Exercise instructions
Return every line of the items below that contains the string "such", matching case exactly.

Working data

————

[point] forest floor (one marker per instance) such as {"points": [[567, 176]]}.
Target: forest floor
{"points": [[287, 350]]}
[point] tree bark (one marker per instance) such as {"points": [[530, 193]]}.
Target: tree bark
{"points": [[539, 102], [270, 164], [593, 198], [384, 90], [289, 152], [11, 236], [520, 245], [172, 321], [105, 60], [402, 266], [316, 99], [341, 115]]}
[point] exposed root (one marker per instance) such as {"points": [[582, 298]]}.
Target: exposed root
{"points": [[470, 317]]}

————

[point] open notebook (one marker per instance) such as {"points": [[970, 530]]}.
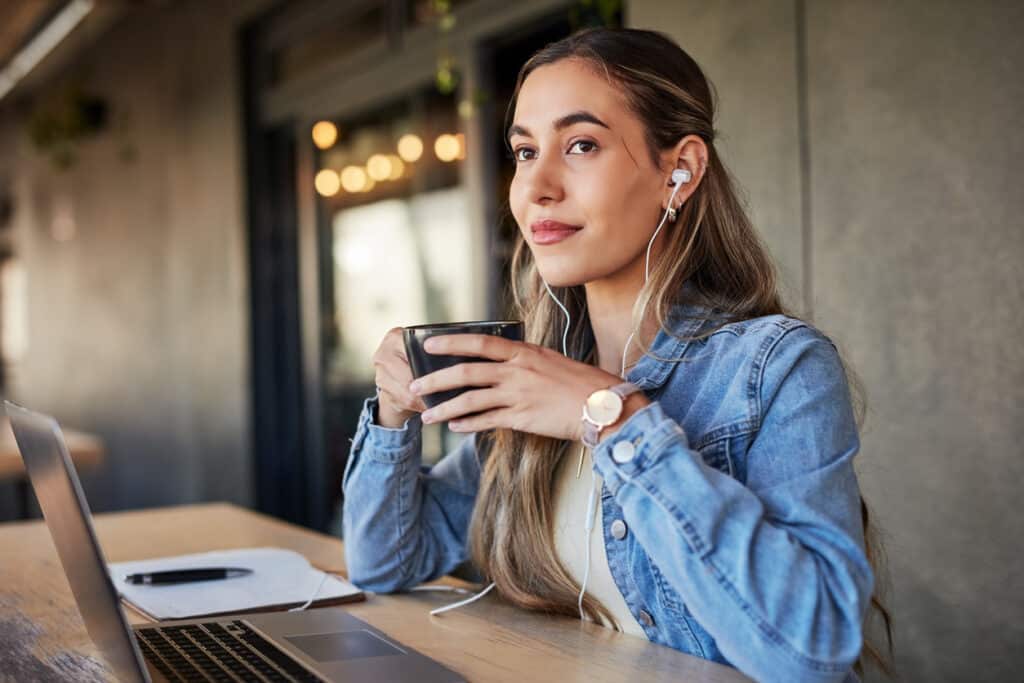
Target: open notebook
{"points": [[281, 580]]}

————

Task response
[point] forest floor (one marker per instance) such as {"points": [[567, 176]]}.
[point] tree bark (one marker per instance) such as {"points": [[530, 193]]}.
[point] exposed root (one marker per instance) such as {"points": [[582, 298]]}.
[point] open notebook (one marker per instance) such as {"points": [[970, 530]]}.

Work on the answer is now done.